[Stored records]
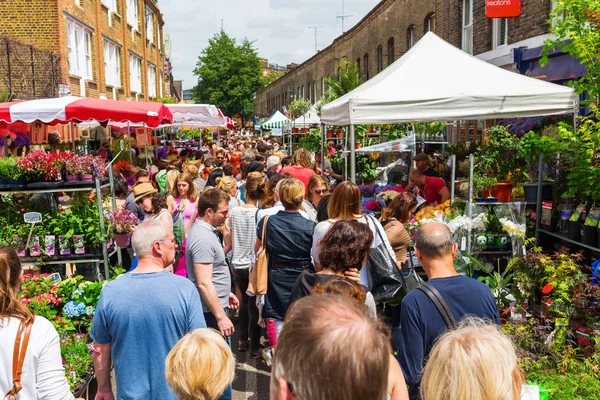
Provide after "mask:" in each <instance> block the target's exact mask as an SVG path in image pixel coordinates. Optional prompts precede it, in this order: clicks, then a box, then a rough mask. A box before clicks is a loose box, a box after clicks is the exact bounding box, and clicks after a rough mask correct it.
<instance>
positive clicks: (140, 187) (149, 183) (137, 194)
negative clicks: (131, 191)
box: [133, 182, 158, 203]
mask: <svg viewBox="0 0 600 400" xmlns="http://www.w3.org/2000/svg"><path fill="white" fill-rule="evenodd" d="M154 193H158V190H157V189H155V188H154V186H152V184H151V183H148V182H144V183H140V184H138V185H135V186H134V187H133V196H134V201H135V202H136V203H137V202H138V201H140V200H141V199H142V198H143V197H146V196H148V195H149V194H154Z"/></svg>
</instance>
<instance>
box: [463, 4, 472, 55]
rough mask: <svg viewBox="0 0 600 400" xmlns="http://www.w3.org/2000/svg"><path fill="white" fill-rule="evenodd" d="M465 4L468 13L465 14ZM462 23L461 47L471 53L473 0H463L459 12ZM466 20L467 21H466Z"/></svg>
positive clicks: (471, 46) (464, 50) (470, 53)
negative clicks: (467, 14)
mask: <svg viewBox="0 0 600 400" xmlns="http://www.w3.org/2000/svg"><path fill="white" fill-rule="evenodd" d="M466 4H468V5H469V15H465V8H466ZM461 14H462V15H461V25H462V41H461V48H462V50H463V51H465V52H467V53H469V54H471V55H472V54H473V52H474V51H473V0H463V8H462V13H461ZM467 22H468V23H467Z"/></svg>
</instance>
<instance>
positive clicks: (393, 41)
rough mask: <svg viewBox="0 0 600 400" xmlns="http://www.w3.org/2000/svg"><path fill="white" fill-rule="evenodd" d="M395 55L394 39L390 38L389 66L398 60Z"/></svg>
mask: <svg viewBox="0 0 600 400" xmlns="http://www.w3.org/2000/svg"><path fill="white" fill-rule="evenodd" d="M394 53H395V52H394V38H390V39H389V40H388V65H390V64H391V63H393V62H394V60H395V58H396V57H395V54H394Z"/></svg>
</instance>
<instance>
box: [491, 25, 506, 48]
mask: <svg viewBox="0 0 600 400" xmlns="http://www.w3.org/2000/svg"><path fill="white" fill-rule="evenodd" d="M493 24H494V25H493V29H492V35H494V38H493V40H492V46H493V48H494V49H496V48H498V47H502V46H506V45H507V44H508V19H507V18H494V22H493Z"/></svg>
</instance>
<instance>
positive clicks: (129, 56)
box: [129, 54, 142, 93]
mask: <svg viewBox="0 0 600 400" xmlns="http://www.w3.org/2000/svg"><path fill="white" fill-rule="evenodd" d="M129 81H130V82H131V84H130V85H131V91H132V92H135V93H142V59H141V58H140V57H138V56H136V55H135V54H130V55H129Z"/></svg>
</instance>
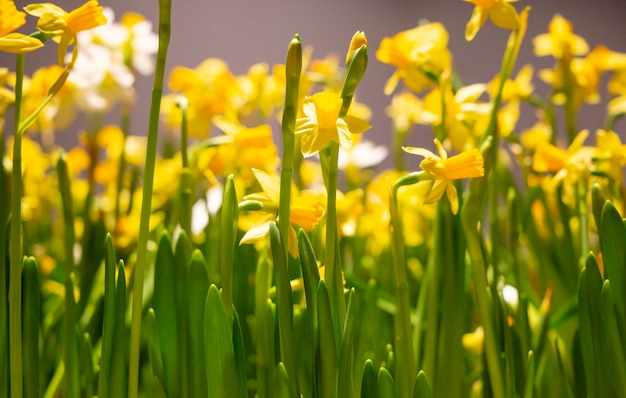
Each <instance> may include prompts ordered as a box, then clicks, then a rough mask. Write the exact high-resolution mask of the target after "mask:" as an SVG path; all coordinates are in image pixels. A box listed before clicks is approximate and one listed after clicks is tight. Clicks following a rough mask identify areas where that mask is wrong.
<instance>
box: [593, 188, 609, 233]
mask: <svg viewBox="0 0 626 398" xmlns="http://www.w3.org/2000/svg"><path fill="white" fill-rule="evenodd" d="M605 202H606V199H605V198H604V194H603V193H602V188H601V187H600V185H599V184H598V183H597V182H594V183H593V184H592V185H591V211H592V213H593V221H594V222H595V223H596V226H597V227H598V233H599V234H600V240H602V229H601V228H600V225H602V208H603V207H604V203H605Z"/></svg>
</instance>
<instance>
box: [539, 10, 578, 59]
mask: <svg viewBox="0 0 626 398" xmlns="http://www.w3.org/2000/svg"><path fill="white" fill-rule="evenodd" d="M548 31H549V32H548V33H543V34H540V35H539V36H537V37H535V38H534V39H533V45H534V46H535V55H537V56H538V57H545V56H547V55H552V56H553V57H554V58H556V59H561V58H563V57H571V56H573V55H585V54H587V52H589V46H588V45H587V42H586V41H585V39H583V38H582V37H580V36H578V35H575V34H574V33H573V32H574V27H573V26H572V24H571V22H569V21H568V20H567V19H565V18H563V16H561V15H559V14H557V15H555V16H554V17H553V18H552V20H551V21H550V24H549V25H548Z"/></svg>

--

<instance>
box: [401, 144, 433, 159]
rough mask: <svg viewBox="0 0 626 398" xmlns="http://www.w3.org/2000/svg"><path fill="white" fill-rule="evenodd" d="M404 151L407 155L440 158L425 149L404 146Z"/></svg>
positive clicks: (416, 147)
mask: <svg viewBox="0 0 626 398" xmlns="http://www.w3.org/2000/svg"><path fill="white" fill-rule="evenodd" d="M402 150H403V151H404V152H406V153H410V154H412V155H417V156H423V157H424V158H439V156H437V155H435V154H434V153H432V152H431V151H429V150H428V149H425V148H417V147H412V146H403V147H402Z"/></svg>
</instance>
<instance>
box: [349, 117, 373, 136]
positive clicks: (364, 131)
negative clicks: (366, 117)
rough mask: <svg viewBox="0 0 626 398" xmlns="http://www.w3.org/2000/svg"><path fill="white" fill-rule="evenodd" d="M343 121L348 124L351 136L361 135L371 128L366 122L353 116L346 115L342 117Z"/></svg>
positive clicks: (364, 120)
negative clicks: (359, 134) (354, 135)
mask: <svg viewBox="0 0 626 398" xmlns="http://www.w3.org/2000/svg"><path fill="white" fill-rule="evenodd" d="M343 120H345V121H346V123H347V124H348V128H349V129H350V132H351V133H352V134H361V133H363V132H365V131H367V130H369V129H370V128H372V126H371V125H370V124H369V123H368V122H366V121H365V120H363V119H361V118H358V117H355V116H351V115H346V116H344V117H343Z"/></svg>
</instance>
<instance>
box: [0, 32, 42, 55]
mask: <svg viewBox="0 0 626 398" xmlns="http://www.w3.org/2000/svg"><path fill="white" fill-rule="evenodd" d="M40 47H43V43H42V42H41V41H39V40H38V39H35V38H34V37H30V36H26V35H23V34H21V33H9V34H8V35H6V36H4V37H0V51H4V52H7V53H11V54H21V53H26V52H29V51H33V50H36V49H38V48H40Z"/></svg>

EXERCISE GOAL — From the entries above, print the lines beginning at the one with "mask correct it." and stopping after the one with "negative clicks: (131, 191)", exactly as written and with nothing else.

ANSWER TO THIS PROBLEM —
Provide after "mask:" in each <instance> block the target's exact mask as an SVG path in image pixel coordinates. Optional prompts precede it, in this order: clicks, then a box, then a rough mask. A box before clicks is a loose box, a box after clicks is the exact bounding box, and clicks after a rough mask correct it.
<instance>
positive clicks: (140, 187) (149, 183) (137, 194)
negative clicks: (131, 191)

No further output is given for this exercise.